• **EXTRACTED INFORMATION**
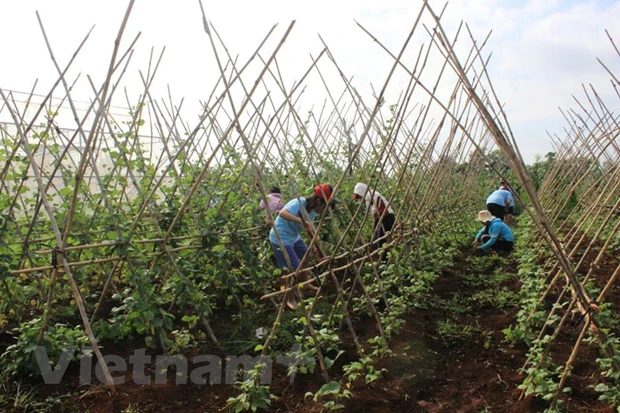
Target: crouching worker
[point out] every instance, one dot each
(383, 215)
(296, 217)
(494, 235)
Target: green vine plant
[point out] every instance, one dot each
(253, 396)
(330, 396)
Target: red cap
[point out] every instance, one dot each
(323, 191)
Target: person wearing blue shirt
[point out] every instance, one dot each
(505, 186)
(498, 202)
(494, 235)
(285, 235)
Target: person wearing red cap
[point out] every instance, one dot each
(289, 224)
(381, 212)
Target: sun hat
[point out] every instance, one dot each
(485, 216)
(359, 190)
(324, 192)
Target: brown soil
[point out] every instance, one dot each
(424, 374)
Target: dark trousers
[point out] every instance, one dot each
(497, 210)
(387, 223)
(500, 244)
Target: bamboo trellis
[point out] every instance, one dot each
(252, 129)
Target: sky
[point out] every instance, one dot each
(543, 51)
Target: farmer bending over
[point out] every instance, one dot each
(289, 225)
(380, 212)
(494, 235)
(499, 202)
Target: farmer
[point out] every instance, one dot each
(382, 214)
(503, 184)
(494, 235)
(499, 202)
(297, 216)
(274, 203)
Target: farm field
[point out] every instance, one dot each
(137, 269)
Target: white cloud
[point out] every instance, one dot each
(543, 50)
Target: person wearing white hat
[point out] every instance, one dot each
(380, 210)
(494, 235)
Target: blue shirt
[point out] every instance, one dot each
(498, 231)
(290, 231)
(499, 197)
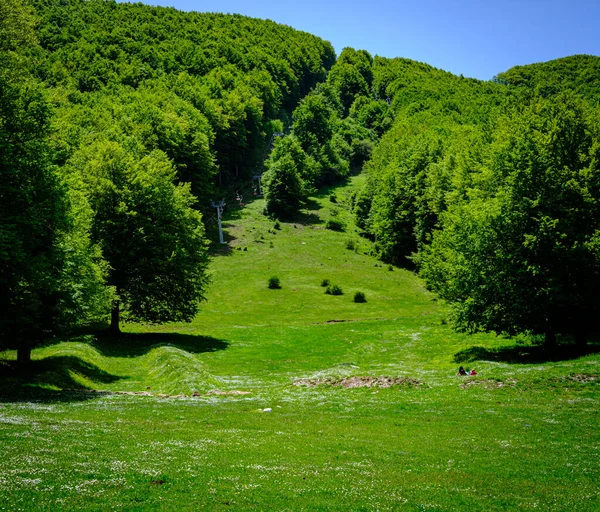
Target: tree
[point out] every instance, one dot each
(150, 235)
(521, 255)
(49, 271)
(284, 192)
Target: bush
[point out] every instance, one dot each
(274, 283)
(360, 297)
(334, 225)
(334, 289)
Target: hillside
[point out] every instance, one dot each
(365, 407)
(578, 73)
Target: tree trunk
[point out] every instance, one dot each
(580, 340)
(24, 354)
(550, 341)
(114, 319)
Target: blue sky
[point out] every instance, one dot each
(478, 38)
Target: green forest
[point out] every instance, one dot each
(241, 271)
(121, 122)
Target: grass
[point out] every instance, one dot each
(523, 434)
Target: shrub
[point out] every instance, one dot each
(360, 297)
(334, 289)
(334, 225)
(274, 283)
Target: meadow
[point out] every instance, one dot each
(293, 399)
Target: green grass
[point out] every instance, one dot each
(521, 435)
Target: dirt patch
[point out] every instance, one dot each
(583, 378)
(489, 383)
(359, 382)
(232, 392)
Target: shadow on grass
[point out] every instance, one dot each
(138, 344)
(34, 381)
(521, 354)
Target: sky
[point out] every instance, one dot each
(475, 38)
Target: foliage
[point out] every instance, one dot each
(274, 283)
(335, 225)
(334, 289)
(50, 276)
(151, 237)
(360, 297)
(519, 257)
(284, 191)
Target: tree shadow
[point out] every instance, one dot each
(139, 344)
(525, 354)
(35, 381)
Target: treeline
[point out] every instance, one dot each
(118, 123)
(490, 190)
(334, 130)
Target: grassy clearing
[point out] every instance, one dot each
(522, 434)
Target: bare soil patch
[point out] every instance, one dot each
(359, 382)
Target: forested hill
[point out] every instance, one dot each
(578, 73)
(207, 89)
(118, 125)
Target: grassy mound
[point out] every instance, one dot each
(296, 399)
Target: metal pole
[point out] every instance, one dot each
(219, 207)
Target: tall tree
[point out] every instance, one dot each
(150, 235)
(48, 270)
(521, 255)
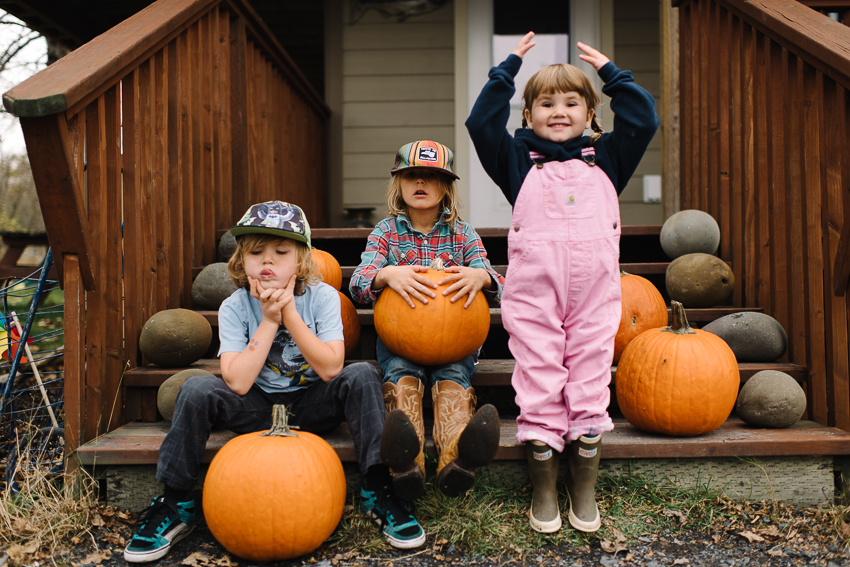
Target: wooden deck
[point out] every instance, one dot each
(137, 443)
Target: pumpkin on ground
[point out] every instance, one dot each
(328, 267)
(274, 495)
(677, 380)
(643, 309)
(350, 324)
(439, 332)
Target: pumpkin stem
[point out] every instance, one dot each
(280, 425)
(679, 326)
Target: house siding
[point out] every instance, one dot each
(397, 87)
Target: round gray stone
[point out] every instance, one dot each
(699, 280)
(753, 337)
(175, 337)
(771, 399)
(166, 396)
(690, 232)
(212, 286)
(226, 246)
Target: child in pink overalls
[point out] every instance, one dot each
(561, 302)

• **REQUIRED TASK**
Copy every one of the records above word for word, leaving out the pictures.

• **CORRECT OUTPUT**
Target: crouching worker
[point out] every instance, one dot each
(383, 215)
(296, 217)
(494, 235)
Target: green vine plant
[point out] every instance, one dot each
(253, 396)
(330, 396)
Target: red cap
[point out] every instance, one dot each
(323, 191)
Target: person wearing blue shirt
[point out] every instance, one dot each
(505, 186)
(498, 202)
(494, 235)
(285, 235)
Target: person wearing red cap
[point out] every instance, one dot each
(289, 224)
(381, 212)
Target: sun hat
[point out] every instance, one dot each
(485, 216)
(359, 190)
(324, 192)
Target: brown soil
[point out] every instance, one dot each
(424, 374)
Target: dark trousers
[point out] every instance, one dot each
(497, 210)
(387, 223)
(500, 244)
Target: bamboo trellis
[point out] every instance, one dot each
(252, 129)
Target: sky
[point out] every instance, one dot each
(543, 51)
Target: farmer bending over
[point out] every instance, one dot each
(289, 225)
(380, 212)
(494, 235)
(499, 202)
Target: farmer
[point out] every instance, one dot each
(382, 214)
(503, 184)
(494, 235)
(499, 202)
(297, 216)
(274, 203)
Target: farm field
[point out] every instance, one dot each
(137, 269)
Target: white cloud
[point out] every instance, one dot each
(543, 50)
Target: person wearing white hat
[point out] every instance, one dot each
(380, 210)
(494, 235)
Target: blue shirt
[point out] every instance, one dot each
(498, 231)
(290, 231)
(499, 197)
Target: tree
[point out] every instance, one dot each
(150, 235)
(521, 255)
(49, 271)
(284, 192)
Target: bush
[point out] every instance, one dot each
(274, 283)
(360, 297)
(334, 225)
(334, 289)
Target: hillside
[point out] every instance, one dot each
(365, 407)
(578, 73)
Target: tree trunk
[point out] every instance, one dot each
(580, 340)
(24, 354)
(550, 341)
(114, 319)
Target: blue sky
[point out] every instance, one dot each
(478, 38)
Target: green forest
[point out] every instance, one dot each
(241, 271)
(121, 122)
Target: grass
[point out] every instance, one dot each
(523, 434)
Target: shrub
[point out] every instance, one dot each
(360, 297)
(334, 289)
(334, 225)
(274, 283)
Target: meadow
[point out] every instance, one dot each
(293, 399)
Target: green grass
[point out] every instance, one dot each
(521, 435)
Target: dirt patch
[point out] every instance, one dot each
(583, 378)
(489, 383)
(359, 382)
(232, 392)
Target: shadow on grass
[point out] every instance, one dot each
(138, 344)
(34, 381)
(521, 354)
Target: sky
[point out] every instance, one dot each
(475, 38)
Target: foliage
[point out] every instance, one dot each
(274, 283)
(335, 225)
(334, 289)
(50, 276)
(151, 237)
(360, 297)
(519, 257)
(284, 191)
Target: tree shadow
[point out] every instance, one dot each
(139, 344)
(525, 354)
(35, 381)
Target: treeline
[point out] every instance, one dot each
(118, 123)
(490, 190)
(334, 130)
Target: grassy clearing
[point out] every instance, one dot each
(522, 434)
Target: bare soil patch
[point out] every instance, one dot each
(359, 382)
Target: forested hill
[point out] every instance, one dot each
(578, 73)
(207, 89)
(118, 125)
Target: grassy mound
[point out] every instance, one dot each
(296, 399)
Target: metal pole
[point out] every instance, one dot each
(219, 207)
Target: tall tree
[point out] every instance, one dot each
(150, 235)
(48, 270)
(521, 255)
Target: wooden deck
[point out] every instance, one dot each
(137, 443)
Target: pumpkin on ground
[point out] every instance, one dot each
(328, 267)
(274, 495)
(677, 380)
(643, 309)
(350, 324)
(439, 332)
Target: pumpkin stem
[point out] every instance, one dot each
(280, 425)
(679, 326)
Target: house siding
[point out] every instance, one dot each
(397, 87)
Target: round gray stone
[point out] every instance, one dot each
(699, 280)
(753, 337)
(175, 337)
(771, 399)
(166, 396)
(690, 232)
(212, 286)
(226, 246)
Target: child in pink overalls
[point out] every instance, one dot each
(561, 302)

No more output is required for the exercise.